Vorliegender Auszug:

┄┄┄┄┄┄

Das von der StA Wien gegen den Beschwerdeführer in derselben Angelegenheit wegen § 302 StGB geführte strafrechtliche Ermittlungsverfahren wurde laut Benachrichtigung vom 29.10.2021 zwischenzeitig aus Beweisgründen eingestellt, weil dem Beschuldigten ein wissentlicher Befugnismissbrauch sowie ein Schädigungsvorsatz nicht nachweisbar waren.
2. Beweiswürdigung:
Der oben unter Punkt 1. dargelegte Sachverhalt, auf den sich der Verdacht einer Dienstpflichtverletzung des Beschwerdeführers gründet, ergibt sich unmittelbar aus der vorliegenden Aktenlage sowie aus den Aussagen des Beschwerdeführers im Zuge der mündlichen Verhandlung vor dem Bundesverwaltungsgericht.

┄┄┄┄┄┄

Ziele:
1: Stimmen die folgenden Aussagen mit dem Auszug überein? Antworten Sie jeweils mit Ja oder Nein und zitieren Sie die entscheidenden Worte wörtlich: (a) Das Ermittlungsverfahren wurde aus Beweisgründen eingestellt. (b) Die Benachrichtigung über die Einstellung stammt vom 29.10.2021. (c) Der Sachverhalt ergibt sich ausschließlich aus der Aktenlage.
2: Schreiben Sie aus dem Auszug genau den Abschnitt ab, der bei „Das von der“ beginnt und bei „nicht nachweisbar waren.“ endet.

Einträge zur Segmentierungsannotation
┄┄┄┄┄┄

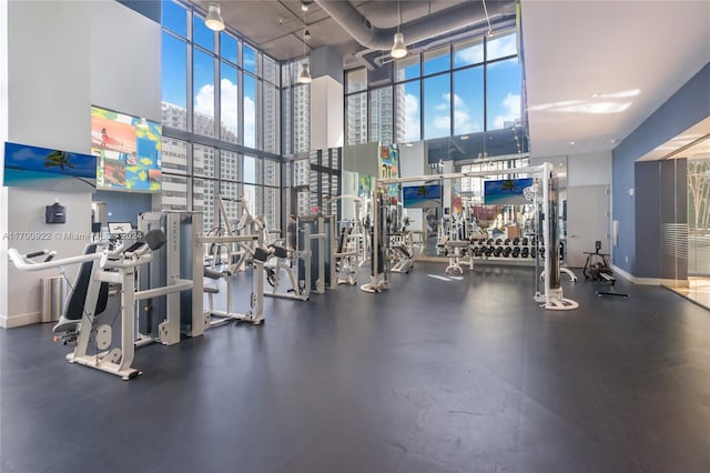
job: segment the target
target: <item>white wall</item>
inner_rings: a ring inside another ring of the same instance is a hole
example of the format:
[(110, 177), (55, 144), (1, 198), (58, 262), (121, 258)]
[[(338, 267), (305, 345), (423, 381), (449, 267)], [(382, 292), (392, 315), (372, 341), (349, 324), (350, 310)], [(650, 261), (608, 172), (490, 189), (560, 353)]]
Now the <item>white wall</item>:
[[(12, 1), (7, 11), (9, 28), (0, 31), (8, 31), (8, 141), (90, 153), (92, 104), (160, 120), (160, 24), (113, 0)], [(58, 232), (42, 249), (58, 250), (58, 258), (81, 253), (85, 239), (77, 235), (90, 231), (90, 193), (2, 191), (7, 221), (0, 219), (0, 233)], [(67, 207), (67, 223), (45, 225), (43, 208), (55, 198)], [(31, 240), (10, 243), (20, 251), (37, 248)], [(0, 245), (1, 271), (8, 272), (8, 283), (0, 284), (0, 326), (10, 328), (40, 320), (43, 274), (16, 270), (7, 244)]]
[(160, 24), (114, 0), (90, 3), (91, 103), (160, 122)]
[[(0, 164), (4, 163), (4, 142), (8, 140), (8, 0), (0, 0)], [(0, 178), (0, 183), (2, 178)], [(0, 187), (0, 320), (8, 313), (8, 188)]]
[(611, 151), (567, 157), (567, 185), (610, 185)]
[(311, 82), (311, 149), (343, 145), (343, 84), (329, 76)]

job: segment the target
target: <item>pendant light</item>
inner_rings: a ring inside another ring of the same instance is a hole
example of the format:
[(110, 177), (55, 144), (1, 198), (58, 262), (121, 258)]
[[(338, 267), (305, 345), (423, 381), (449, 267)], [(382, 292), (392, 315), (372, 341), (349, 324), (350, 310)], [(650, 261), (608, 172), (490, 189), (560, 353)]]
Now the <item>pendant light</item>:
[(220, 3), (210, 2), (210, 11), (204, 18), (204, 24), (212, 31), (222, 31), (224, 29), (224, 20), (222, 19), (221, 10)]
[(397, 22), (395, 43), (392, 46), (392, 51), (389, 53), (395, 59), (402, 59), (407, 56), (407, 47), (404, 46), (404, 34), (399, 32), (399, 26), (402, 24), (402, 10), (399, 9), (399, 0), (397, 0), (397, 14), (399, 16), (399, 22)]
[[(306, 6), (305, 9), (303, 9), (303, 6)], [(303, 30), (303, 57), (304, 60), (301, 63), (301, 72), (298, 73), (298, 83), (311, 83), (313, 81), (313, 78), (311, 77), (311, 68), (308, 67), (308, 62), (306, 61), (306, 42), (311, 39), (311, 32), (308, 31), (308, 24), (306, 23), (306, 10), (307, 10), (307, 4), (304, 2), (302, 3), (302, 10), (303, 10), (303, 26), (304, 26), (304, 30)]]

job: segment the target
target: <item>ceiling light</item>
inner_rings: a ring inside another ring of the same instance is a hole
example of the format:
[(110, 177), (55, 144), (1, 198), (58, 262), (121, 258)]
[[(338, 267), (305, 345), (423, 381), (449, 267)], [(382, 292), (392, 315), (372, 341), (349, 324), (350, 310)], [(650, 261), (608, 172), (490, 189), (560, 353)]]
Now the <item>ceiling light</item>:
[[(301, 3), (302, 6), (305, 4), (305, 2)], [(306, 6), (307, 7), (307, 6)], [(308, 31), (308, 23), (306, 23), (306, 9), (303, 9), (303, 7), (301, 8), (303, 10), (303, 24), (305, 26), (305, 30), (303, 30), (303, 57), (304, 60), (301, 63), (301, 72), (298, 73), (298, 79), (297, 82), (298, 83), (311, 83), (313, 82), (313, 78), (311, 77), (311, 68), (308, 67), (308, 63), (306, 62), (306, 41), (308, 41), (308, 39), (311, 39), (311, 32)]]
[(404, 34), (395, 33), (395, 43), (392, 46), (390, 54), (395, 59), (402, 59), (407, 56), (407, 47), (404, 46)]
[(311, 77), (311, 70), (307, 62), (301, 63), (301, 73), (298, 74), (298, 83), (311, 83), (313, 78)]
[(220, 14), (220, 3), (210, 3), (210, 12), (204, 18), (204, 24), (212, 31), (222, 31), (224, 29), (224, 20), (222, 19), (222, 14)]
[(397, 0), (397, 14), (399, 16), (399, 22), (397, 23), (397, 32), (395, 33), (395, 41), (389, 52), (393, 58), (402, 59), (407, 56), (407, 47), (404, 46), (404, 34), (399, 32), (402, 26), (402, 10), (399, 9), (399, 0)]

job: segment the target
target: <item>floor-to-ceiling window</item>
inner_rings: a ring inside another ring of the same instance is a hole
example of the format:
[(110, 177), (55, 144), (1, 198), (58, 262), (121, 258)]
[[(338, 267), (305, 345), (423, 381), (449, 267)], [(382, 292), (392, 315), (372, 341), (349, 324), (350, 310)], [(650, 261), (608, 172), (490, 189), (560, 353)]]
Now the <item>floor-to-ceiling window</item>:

┄┄┄┄┄┄

Antwortliste:
1:
(a) Ja: „zwischenzeitig aus Beweisgründen eingestellt“
(b) Ja: „laut Benachrichtigung vom 29.10.2021“
(c) Nein: „sowie aus den Aussagen des Beschwerdeführers im Zuge der mündlichen Verhandlung vor dem Bundesverwaltungsgericht“

2:
Das von der StA Wien gegen den Beschwerdeführer in derselben Angelegenheit wegen § 302 StGB geführte strafrechtliche Ermittlungsverfahren wurde laut Benachrichtigung vom 29.10.2021 zwischenzeitig aus Beweisgründen eingestellt, weil dem Beschuldigten ein wissentlicher Befugnismissbrauch sowie ein Schädigungsvorsatz nicht nachweisbar waren.